PROBLEM TO WORK ON: Copy out the passage below about losing a Boston Terrier named Miss Piggy word for word, with no changes.

SELECTED EXCERPT:
╔══

A few years ago, I lost my Boston Terrier, Miss Piggy. She was my ride or die, my partner in crime, and the most impactful pet I’ve ever had. She was much more than a pet to me, she was my best friend, and went everywhere with me including work.
Miss Piggy had a serious heart murmur that was detected in a standard check-up. My vet, Dr. Jennifer Martinson (the best vet I’ve ever had), told me that it was hard to pinpoint how long she’d live, but she’s never seen an animal live more than 10-12 months from the stage she was at. I completely lost it, I was crushed, I cried in my car for 30 minutes and just held her tight. I was committed to making her as comfortable as possible and doing whatever I needed to. At this time I was working for a startup at a reduced salary and didn’t even have health insurance. The medication to keep Miss Piggy comfortable and treat the illness was about $300 a month. I didn’t have disposable income at the time, but I made it work because she was everything to me.

╚══

[Stored data entries]
╔══

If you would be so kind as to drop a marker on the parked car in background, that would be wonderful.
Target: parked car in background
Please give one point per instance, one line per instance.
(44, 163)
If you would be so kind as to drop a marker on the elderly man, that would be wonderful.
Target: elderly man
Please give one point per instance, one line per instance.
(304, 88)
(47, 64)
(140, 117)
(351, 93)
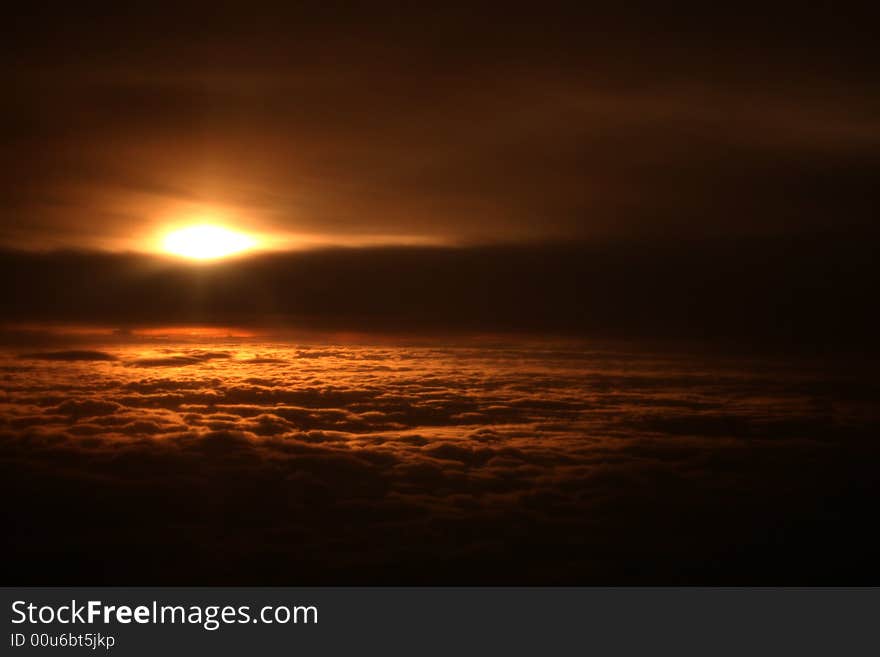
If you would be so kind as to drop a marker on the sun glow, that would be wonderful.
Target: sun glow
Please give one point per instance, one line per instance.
(206, 242)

╚══

TASK RESULT:
A few years ago, I lost my Boston Terrier, Miss Piggy. She was my ride or die, my partner in crime, and the most impactful pet I’ve ever had. She was much more than a pet to me, she was my best friend, and went everywhere with me including work.
Miss Piggy had a serious heart murmur that was detected in a standard check-up. My vet, Dr. Jennifer Martinson (the best vet I’ve ever had), told me that it was hard to pinpoint how long she’d live, but she’s never seen an animal live more than 10-12 months from the stage she was at. I completely lost it, I was crushed, I cried in my car for 30 minutes and just held her tight. I was committed to making her as comfortable as possible and doing whatever I needed to. At this time I was working for a startup at a reduced salary and didn’t even have health insurance. The medication to keep Miss Piggy comfortable and treat the illness was about $300 a month. I didn’t have disposable income at the time, but I made it work because she was everything to me.